Régulation du secteur des télécommunications : L’Artp serait-elle timide face à la Sonatel ?
vendredi 31 octobre 2008
Certains privés ne sont pas contents de l’attitude de l’Agence de régulation des télécommunications et des postes (Artp) face à la Sonatel. Les raisons de ce courroux sont liées au marché des fournisseurs d’accès Internet et Adsl qui, de quatorze, sont passés à deux.
S’il y a un sujet qui a alimenté les débats lors de l’atelier sur la ‘Libéralisation internationale du commerce des services Tics : enjeux du secteur privé et implications pour la mise en œuvre de politiques publiques en Afrique de l’Ouest (Licom)’, ouvert à Toubab Dialaw, c’est bien la question de la dépendance de la régulation au sein des pays de la sous-région. ‘La régulation se montre-t-elle timide face aux pouvoirs de l’opérateur historique ?’ Les participants à cet atelier ont saisi la balle au rebond pour se prononcer sur cette problématique soulevée par Ken Lohento, coordonnateur du programme Tic de l’Institut Panos qui expliquait les raisons qui ont amené à la mise en place de ce projet Licom.
Si on prend l’exemple de l’organe de régulation au Sénégal qu’est l’Agence de régulation des télécommunications et des postes (Artp), son indépendance est relative, car elle dépend de la présidence. Mais se situe-t-elle à égale distance des opérateurs, des consommateurs et des privés ? En tout cas, certains privés se plaignent de son attitude vis-à-vis de l’opérateur historique du Sénégal qu’est la Sonatel. Les raisons de ce courroux sont liées au marché des fournisseurs d’accès Internet et Adsl. En effet, de quatorze fournisseurs d’accès, la Sonatel a opéré à une restriction du marché avec deux seuls fournisseurs disponibles présentement. Sonatel Multimédia, une filiale de la Sonatel, et Arc Informatique demeurent ainsi les seuls autorisés à fournir l’accès à Internet et Adsl aux entreprises privées. ‘Une situation incompréhensible’, se désole Karim Sy, consultant indépendant, Opensys Sénégal. Ses complaintes auprès de l’organe de régulation n’ont pas changé grand chose. ‘L’Artp m’a répondu qu’elle n’a pas légalement les textes pour obliger la Sonatel à étendre ce marché de fournisseurs d’accès à Internet et Adsl’, regrette le chef de Opensys.
Pour le juriste Abdoulaye Sakho, président du conseil de régulation à l’Artp, il y a lieu de nuancer cette ‘timidité’ du régulateur. Selon lui, le problème crucial du secteur des télécoms en ce qui concerne sa réglementation, et même des autres secteurs, c’est l’existence d’un jeu d’intérêts extraordinaire. ‘Nous avons les intérêts de l’Etat qui voudrait soigner ses finances publiques, les consommateurs qui voudraient payer le moins possible et avoir un service de qualité et l’opérateur privé qui veut gagner le maximum d’argent au mépris de la qualité du service’. Autant d’intérêts divergents, indique le juriste, qui rendent la régulation difficile. Et le fait de présenter le régulateur comme étant un organe inutile lui pose problème. De son avis, le régulateur a en charge une gestion de transition d’une économie jadis administrée par l’Etat vers une économie libéralisée. Cette période peut être plus ou moins longue.

- **Données extraites**
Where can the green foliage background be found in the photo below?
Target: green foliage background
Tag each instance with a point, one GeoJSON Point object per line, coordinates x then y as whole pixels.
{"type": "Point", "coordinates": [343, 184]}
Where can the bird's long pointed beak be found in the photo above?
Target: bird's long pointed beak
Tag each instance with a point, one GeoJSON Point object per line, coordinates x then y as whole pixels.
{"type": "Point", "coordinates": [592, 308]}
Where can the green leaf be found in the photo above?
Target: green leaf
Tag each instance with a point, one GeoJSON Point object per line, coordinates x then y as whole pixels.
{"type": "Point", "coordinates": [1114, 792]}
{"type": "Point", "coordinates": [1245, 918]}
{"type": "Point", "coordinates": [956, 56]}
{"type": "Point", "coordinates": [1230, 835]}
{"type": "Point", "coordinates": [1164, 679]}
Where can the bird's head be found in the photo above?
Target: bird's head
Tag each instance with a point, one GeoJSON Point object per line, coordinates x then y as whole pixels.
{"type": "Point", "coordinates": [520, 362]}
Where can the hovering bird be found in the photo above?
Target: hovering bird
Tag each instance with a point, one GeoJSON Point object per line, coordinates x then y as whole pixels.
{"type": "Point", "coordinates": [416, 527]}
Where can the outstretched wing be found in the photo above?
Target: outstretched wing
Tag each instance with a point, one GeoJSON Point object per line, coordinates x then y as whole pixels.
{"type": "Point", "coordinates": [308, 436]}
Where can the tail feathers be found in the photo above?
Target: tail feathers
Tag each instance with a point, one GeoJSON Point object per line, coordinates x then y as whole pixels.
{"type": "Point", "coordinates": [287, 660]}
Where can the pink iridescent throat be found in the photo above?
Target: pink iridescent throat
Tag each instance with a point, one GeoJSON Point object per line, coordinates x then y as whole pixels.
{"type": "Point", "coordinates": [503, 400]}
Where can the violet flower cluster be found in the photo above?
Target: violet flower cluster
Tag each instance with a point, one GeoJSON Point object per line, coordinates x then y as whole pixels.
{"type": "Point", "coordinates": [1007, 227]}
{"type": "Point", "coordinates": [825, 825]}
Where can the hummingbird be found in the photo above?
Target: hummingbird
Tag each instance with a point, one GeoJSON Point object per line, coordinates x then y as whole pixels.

- **Consigne**
Relevez dans l'article sur la régulation des télécommunications le passage qui commence à « vendredi 31 octobre » et se termine par « passés à deux. », ces derniers mots compris, sans y apporter la moindre modification.

- **Corrigé**
vendredi 31 octobre 2008
Certains privés ne sont pas contents de l’attitude de l’Agence de régulation des télécommunications et des postes (Artp) face à la Sonatel. Les raisons de ce courroux sont liées au marché des fournisseurs d’accès Internet et Adsl qui, de quatorze, sont passés à deux.